[Start of EXTRACT]
Issaquah Law Group: Experienced Counsel; Client Focus

PHILOSOPHY: Formed in 2014, Issaquah Law Group is a law firm with one focus: providing businesses and insurers with high quality legal representation with the responsiveness of a smaller firm. ILG was founded on the principle that strong client relationships are the key to successful legal representation and strong relationships are built upon clear and consistent communication. 

LITIGATION: We work closely with our clients to fully and accurately understand their goals, work collaboratively to formulate specific legal strategies, and execute the agreed plan of action utilizing methods most likely to result in the efficient and effective resolution of the matter. ILG attorneys have a broad base of litigation experience to draw on in all Federal and State courts from on-the-ground investigations to Supreme Court appeals in the areas of personal injury and wrongful death, product liability, commercial general liability, labor & employment, construction litigation, and catastrophic losses due to fire and explosion.

BUSINESS LAW: Rarely is the path from point A to point B a straight line, so our role in a business law practice is to find alternatives, devise workable strategies, and keep your business ideas, goals and objectives moving toward realization. ILG’s business attorneys help clients achieve their goals with respect to business formation, intellectual property, labor and employment, CAN-SPAM, copyright and trademark

COMMUNITY: In addition, the Lawyers at Issaquah Law Group remain active in the legal and civic community. A core commitment of our Issaquah Attorneys is community service. Our attorneys' civic involvement includes the King County Civil Rights Commission; the City of Issaquah Planning Policy Commission; the Northwest Screenwriters Guild, service as a pro tem judge. We live and work in the Pacific Northwest, and we aim to make it a better place.
[End of EXTRACT]
REQUIRED TASKS:
• A. Answer these questions using the firm profile above.
(i) In what year was Issaquah Law Group formed?
(ii) According to the PHILOSOPHY section, which two kinds of clients does the firm provide legal representation to?
(iii) Which county's civil rights commission is named among the attorneys' civic involvements?
• B. Reproduce the passage of the firm profile that starts at the words "LITIGATION: We work closely" and ends after the words "fire and explosion.", without altering any character.
[Start of DATA EXCERPTS]
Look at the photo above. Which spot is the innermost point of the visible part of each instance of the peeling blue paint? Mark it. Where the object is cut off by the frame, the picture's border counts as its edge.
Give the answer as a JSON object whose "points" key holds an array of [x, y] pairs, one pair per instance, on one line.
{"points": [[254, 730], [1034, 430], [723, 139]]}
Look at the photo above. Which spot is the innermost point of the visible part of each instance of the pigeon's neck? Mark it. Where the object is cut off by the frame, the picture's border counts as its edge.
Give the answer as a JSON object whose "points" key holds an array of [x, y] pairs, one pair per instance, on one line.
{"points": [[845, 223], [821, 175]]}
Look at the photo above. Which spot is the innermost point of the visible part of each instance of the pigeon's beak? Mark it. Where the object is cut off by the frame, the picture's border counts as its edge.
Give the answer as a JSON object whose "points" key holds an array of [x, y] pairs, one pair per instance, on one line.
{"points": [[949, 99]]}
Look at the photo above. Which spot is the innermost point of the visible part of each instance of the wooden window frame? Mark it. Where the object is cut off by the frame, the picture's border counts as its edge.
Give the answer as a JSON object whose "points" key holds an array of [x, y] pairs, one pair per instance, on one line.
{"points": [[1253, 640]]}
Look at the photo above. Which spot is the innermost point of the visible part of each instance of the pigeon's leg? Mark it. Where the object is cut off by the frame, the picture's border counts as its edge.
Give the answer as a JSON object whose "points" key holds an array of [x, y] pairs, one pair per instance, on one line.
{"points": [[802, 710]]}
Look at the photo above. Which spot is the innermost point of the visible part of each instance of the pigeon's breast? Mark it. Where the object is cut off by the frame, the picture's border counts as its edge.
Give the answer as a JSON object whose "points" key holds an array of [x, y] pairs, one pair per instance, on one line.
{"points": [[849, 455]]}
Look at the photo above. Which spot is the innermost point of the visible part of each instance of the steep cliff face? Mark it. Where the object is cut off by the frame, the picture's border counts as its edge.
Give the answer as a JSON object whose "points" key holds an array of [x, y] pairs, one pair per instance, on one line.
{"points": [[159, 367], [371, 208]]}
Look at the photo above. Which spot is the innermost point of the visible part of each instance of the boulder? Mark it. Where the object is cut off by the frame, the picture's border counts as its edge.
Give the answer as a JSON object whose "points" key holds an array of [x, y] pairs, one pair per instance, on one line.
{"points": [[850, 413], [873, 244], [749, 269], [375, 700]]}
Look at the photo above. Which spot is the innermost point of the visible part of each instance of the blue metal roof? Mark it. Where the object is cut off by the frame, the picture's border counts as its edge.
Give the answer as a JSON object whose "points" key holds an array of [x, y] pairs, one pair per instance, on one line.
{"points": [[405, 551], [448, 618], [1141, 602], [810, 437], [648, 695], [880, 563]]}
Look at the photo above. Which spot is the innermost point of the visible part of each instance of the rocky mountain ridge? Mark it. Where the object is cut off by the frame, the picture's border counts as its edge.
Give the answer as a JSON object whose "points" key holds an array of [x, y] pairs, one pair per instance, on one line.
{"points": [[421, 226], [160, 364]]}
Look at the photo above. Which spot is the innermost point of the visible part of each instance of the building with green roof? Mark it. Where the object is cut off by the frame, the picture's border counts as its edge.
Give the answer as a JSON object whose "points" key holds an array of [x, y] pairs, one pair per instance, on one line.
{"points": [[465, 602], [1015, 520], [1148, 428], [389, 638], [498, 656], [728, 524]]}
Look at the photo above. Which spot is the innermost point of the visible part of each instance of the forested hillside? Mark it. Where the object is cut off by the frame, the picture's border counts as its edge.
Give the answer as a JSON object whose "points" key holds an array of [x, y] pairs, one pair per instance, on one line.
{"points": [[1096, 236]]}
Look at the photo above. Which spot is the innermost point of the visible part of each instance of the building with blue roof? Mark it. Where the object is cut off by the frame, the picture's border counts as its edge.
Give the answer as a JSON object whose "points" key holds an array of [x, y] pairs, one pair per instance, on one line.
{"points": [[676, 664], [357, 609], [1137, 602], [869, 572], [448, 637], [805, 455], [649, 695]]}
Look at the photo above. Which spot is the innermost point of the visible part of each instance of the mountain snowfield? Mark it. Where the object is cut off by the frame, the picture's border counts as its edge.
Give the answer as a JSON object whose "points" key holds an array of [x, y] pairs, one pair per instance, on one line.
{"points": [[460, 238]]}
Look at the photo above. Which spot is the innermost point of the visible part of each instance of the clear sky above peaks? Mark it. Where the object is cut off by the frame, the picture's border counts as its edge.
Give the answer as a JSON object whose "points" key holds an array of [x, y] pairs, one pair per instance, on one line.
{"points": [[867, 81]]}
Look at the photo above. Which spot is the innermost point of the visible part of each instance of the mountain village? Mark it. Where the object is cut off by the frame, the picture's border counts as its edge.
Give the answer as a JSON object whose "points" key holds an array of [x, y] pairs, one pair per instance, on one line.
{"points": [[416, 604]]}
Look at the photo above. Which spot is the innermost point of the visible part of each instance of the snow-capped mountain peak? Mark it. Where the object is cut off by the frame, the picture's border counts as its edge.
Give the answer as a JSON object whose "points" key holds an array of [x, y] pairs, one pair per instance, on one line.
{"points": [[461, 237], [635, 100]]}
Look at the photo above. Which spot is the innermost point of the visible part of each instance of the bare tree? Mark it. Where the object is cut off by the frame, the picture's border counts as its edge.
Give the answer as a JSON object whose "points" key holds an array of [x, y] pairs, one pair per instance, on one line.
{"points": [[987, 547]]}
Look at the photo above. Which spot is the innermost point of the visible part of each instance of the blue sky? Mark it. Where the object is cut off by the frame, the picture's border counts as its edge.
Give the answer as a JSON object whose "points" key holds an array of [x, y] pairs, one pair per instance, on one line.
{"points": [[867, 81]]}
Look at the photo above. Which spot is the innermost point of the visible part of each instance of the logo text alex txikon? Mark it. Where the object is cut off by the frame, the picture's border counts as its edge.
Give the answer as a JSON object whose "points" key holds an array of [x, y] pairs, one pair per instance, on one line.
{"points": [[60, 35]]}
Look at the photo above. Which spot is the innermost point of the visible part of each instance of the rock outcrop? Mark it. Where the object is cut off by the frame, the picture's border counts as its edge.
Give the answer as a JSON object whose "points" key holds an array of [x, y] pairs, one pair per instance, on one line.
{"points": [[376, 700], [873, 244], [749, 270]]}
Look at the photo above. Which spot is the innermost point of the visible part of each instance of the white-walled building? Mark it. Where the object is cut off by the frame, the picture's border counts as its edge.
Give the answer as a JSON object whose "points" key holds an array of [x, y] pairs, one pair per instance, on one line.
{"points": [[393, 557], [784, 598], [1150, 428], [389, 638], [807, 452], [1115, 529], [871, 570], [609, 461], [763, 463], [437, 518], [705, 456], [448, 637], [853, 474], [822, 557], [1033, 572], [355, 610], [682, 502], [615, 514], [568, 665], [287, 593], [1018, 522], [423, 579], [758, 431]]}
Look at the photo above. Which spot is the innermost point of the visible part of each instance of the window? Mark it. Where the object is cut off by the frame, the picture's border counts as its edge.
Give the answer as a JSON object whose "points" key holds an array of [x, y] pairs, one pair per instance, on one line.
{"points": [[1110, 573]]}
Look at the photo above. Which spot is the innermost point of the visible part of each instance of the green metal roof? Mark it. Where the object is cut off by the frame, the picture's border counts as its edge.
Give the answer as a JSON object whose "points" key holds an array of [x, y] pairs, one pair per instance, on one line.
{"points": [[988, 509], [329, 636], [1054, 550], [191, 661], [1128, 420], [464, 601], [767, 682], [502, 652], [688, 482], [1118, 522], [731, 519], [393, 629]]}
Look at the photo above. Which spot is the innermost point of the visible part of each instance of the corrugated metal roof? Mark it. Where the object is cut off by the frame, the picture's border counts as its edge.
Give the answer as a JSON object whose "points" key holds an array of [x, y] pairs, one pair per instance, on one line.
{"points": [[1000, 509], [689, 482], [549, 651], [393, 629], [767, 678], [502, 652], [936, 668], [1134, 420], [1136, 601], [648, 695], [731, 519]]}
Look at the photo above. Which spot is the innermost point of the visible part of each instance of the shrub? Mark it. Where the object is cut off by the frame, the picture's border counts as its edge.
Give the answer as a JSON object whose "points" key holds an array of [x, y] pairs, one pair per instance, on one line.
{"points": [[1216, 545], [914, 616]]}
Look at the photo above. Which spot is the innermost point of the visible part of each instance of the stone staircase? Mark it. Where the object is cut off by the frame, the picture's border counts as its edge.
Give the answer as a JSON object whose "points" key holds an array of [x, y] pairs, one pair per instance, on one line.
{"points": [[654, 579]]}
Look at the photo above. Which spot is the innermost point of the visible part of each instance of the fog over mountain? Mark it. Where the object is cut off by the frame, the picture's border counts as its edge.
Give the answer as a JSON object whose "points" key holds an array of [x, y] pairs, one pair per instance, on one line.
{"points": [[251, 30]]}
[End of DATA EXCERPTS]
SOLVED TASKS:
• A.
(i) 2014
(ii) Businesses and insurers
(iii) King County

• B.
LITIGATION: We work closely with our clients to fully and accurately understand their goals, work collaboratively to formulate specific legal strategies, and execute the agreed plan of action utilizing methods most likely to result in the efficient and effective resolution of the matter. ILG attorneys have a broad base of litigation experience to draw on in all Federal and State courts from on-the-ground investigations to Supreme Court appeals in the areas of personal injury and wrongful death, product liability, commercial general liability, labor & employment, construction litigation, and catastrophic losses due to fire and explosion.